§ **SELECTED EXTRACT**
***
Please note: My very wise and diligent mother has advised against posting this. As she is almost always correct in matters such as these, as well as most others, I do this with only the best of intentions and with a full awareness that chances are good that my most devoted and sage mother is correct, and that I am perhaps sacrificing the successful future I plan to enjoy, as delineated below, for the sheer kicks I get out of spending a dozen minutes writing such a thing after spending several hours upon hours researching options for my eventual return to academia.
Secondly, please note that this return to academia will not occur within this calendar year, and most likely, if all plans go ahead, my graduate education will not begin within the next three years. But before then, I plan to return to school to take further classes at the undergraduate level, and face the difficult task of placing my varied interests under the banner of one or two departments of study.
Statement of Intent:
I plan to have achieved some degree of clarity by the age of 30. Until then, I would like to be granted permission to spend time among the smart people at your institution. (Insert name of world-class institution of higher learning here.)
***
§ **DATA SECTION**
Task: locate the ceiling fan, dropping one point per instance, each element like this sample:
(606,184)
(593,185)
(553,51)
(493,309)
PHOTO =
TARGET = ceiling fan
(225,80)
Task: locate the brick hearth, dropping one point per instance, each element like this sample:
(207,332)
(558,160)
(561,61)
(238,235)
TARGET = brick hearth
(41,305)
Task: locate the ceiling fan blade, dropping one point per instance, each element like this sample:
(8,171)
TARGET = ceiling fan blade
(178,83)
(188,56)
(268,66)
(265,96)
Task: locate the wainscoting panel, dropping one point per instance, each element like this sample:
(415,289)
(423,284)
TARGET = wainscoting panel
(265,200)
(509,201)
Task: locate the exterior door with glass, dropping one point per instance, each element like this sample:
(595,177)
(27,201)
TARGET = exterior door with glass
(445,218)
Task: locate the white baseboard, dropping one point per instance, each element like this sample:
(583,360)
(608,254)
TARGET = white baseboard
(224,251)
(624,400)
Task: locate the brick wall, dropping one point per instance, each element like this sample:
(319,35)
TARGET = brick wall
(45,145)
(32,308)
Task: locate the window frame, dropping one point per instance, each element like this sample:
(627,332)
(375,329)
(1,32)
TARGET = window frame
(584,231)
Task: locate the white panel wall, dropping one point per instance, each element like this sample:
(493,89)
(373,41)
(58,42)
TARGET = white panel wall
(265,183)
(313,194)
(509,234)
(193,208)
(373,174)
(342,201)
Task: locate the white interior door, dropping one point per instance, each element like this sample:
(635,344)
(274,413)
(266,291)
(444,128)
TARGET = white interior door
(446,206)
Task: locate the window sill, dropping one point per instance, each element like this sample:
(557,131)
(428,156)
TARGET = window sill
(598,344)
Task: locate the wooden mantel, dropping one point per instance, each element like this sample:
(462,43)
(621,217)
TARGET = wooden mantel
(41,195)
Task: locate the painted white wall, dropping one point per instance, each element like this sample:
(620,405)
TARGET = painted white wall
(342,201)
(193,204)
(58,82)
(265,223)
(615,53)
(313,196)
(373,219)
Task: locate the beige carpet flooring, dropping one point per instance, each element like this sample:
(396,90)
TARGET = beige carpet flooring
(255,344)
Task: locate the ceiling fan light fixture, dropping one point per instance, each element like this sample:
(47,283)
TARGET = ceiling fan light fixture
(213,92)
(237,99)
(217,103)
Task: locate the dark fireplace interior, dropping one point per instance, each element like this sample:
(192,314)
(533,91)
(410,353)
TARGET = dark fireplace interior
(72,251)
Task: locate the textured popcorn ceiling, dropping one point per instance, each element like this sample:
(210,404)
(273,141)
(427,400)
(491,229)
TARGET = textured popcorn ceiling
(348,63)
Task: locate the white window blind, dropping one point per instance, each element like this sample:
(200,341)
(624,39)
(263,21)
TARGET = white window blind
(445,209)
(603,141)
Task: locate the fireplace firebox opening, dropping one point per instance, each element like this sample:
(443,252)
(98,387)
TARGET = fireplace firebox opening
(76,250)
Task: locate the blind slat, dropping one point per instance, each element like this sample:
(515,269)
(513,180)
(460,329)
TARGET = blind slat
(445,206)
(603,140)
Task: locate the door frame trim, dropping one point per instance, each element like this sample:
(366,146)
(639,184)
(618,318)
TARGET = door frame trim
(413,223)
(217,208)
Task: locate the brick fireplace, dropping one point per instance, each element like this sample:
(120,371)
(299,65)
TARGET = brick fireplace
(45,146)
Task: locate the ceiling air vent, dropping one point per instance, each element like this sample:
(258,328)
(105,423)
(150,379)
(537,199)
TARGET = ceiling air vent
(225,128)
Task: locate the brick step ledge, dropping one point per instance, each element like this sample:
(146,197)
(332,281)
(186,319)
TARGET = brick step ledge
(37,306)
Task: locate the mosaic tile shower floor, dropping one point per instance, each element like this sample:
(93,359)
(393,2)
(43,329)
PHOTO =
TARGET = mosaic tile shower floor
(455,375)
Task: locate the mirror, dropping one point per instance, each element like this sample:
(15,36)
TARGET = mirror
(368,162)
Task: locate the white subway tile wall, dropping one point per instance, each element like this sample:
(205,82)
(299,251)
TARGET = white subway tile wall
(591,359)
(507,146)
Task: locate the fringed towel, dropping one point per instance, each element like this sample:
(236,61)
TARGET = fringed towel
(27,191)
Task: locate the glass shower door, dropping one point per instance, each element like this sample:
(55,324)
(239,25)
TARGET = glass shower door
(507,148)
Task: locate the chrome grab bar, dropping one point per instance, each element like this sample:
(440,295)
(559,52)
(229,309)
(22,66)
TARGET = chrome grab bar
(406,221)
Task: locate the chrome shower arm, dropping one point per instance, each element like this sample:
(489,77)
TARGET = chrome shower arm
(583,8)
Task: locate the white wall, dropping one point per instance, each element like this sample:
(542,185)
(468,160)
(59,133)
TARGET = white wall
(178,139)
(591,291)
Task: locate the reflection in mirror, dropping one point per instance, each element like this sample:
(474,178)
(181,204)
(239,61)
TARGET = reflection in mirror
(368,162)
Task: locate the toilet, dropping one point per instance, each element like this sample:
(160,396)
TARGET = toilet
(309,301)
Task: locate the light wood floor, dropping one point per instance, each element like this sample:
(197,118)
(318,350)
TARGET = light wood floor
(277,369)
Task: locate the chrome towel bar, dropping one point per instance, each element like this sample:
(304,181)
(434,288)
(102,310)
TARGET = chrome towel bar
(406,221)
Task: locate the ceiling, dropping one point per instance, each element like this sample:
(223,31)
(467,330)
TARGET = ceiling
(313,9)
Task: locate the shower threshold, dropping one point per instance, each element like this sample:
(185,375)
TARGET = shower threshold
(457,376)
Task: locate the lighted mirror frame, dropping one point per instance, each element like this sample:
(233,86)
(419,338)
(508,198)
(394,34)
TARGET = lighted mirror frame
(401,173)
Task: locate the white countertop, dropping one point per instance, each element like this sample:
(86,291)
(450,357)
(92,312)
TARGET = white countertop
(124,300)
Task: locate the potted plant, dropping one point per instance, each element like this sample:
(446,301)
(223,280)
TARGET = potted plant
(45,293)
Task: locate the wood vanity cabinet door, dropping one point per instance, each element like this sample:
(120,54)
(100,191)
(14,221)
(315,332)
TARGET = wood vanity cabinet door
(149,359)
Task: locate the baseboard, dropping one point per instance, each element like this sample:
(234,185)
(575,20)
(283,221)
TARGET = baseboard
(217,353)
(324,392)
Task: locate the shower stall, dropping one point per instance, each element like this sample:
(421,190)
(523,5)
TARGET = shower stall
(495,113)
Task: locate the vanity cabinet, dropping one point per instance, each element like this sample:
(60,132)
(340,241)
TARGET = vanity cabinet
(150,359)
***
§ **PARTS OF THE EXERCISE**
1. In the statement of intent, by what age does the writer plan to have achieved some degree of clarity?
2. Echo the listing, starting with the line that contains "Task: locate the vanity" and going on through the end of the listing.

§ **EXERCISE RESULTS**
1. By the age of 30.

2.
Task: locate the vanity cabinet, dropping one point per instance, each element like this sample:
(60,132)
(340,241)
TARGET = vanity cabinet
(150,359)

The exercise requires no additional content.